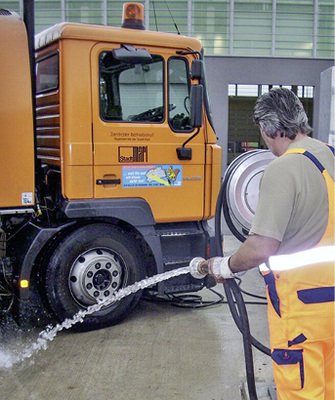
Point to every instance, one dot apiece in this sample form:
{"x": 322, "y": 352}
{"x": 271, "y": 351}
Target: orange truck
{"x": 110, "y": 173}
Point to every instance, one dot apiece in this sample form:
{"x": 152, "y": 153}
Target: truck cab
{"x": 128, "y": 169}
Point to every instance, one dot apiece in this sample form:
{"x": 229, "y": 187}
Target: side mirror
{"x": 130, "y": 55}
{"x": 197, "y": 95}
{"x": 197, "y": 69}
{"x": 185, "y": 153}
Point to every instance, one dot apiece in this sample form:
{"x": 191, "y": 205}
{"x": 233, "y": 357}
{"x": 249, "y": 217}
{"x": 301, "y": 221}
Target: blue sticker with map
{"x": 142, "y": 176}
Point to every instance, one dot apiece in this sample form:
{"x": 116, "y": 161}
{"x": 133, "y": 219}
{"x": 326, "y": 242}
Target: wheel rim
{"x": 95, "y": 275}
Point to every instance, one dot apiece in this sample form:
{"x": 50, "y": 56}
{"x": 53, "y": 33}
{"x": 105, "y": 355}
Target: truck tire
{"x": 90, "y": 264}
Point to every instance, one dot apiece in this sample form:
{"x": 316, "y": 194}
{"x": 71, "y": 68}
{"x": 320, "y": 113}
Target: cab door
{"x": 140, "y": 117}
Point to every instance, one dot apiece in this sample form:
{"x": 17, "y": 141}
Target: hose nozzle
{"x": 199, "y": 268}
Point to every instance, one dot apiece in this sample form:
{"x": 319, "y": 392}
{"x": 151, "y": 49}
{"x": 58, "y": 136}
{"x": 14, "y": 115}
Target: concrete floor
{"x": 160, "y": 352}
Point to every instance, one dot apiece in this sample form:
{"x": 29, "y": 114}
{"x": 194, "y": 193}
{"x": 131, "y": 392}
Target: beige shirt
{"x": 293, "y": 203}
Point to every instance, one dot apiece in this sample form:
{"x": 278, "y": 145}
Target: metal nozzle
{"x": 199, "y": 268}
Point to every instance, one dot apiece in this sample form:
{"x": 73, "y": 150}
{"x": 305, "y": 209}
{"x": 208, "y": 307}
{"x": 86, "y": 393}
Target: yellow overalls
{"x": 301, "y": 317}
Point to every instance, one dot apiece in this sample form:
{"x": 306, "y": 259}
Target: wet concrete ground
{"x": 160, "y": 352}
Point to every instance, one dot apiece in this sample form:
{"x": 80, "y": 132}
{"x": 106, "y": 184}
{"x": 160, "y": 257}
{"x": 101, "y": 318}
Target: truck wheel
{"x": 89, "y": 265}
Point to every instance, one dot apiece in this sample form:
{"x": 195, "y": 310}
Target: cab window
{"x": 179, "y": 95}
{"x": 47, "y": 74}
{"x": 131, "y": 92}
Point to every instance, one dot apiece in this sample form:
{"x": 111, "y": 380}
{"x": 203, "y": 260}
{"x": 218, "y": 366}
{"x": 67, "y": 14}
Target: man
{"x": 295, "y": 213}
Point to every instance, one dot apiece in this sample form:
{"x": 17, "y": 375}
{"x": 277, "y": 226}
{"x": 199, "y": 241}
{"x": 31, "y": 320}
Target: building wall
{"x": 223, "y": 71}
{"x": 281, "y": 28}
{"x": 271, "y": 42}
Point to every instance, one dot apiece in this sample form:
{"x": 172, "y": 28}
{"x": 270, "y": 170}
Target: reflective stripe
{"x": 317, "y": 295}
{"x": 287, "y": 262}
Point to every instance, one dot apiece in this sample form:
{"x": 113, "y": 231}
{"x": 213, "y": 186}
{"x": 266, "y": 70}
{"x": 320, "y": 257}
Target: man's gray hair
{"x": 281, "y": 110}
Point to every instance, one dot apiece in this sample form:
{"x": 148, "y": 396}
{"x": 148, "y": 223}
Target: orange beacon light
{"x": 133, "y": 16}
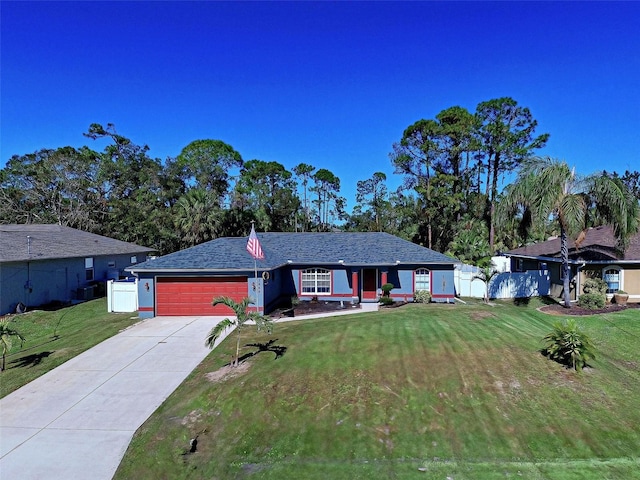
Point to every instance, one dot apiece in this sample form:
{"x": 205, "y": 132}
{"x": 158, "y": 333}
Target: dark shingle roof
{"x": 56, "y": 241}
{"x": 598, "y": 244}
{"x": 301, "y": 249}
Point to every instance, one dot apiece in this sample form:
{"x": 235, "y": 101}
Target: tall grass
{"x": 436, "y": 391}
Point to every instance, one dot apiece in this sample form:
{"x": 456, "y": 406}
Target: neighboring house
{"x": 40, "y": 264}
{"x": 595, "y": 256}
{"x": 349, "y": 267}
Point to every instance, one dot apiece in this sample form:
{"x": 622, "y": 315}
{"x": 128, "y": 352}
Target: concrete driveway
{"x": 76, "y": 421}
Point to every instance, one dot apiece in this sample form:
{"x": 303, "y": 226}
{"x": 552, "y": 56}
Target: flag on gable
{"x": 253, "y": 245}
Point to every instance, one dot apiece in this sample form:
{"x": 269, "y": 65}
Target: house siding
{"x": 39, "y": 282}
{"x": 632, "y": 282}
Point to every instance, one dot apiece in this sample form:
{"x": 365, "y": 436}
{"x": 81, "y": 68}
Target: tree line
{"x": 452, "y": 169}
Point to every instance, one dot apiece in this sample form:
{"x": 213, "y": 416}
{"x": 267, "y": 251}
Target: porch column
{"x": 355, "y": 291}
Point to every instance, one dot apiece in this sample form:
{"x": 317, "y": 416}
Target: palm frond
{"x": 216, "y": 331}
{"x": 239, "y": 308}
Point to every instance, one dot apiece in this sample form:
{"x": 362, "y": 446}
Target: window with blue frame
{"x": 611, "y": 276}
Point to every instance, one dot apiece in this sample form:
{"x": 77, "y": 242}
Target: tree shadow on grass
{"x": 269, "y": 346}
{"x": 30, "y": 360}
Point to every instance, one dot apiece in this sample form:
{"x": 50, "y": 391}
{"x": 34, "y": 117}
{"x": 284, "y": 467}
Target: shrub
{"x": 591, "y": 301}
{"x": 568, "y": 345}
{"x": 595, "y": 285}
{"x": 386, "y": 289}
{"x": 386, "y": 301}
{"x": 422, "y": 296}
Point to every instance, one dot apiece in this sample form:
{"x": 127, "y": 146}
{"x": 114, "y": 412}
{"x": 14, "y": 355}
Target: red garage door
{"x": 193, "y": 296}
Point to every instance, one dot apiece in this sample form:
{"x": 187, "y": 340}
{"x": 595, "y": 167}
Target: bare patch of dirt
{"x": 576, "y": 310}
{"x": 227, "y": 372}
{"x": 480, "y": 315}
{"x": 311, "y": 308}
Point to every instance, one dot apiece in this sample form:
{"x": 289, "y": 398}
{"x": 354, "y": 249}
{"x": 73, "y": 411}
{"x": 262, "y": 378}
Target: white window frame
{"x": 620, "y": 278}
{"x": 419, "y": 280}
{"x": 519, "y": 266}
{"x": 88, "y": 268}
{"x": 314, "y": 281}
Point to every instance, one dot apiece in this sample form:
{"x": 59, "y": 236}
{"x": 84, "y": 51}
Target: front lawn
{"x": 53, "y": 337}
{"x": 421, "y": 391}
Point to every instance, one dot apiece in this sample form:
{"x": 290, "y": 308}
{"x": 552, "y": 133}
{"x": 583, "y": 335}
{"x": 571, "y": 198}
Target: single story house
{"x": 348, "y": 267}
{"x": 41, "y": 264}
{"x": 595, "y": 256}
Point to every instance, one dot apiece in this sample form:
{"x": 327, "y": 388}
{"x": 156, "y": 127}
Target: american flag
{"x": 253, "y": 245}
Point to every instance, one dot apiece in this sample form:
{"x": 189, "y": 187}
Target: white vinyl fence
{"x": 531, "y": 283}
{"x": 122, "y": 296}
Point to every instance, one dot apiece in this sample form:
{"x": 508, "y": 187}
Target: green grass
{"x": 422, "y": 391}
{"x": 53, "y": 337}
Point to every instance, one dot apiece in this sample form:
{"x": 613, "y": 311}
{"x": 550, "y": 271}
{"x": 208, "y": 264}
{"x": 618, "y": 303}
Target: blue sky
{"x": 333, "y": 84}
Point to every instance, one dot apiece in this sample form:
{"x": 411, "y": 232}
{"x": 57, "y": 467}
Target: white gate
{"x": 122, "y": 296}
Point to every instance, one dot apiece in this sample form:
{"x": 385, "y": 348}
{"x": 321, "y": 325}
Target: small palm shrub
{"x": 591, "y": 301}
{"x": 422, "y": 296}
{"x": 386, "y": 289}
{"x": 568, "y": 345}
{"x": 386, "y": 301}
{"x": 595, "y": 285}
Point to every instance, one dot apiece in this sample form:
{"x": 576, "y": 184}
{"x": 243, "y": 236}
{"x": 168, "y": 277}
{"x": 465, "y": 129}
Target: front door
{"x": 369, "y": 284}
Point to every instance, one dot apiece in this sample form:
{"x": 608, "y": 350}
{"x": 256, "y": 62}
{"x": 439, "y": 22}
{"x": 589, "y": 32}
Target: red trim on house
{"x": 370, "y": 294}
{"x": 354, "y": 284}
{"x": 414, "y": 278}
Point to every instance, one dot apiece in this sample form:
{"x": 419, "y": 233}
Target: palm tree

- GIVEN EXERCISE
Pull out every line of the records that contains the word "wheel".

- CORRECT ANSWER
Target: wheel rim
Target: truck wheel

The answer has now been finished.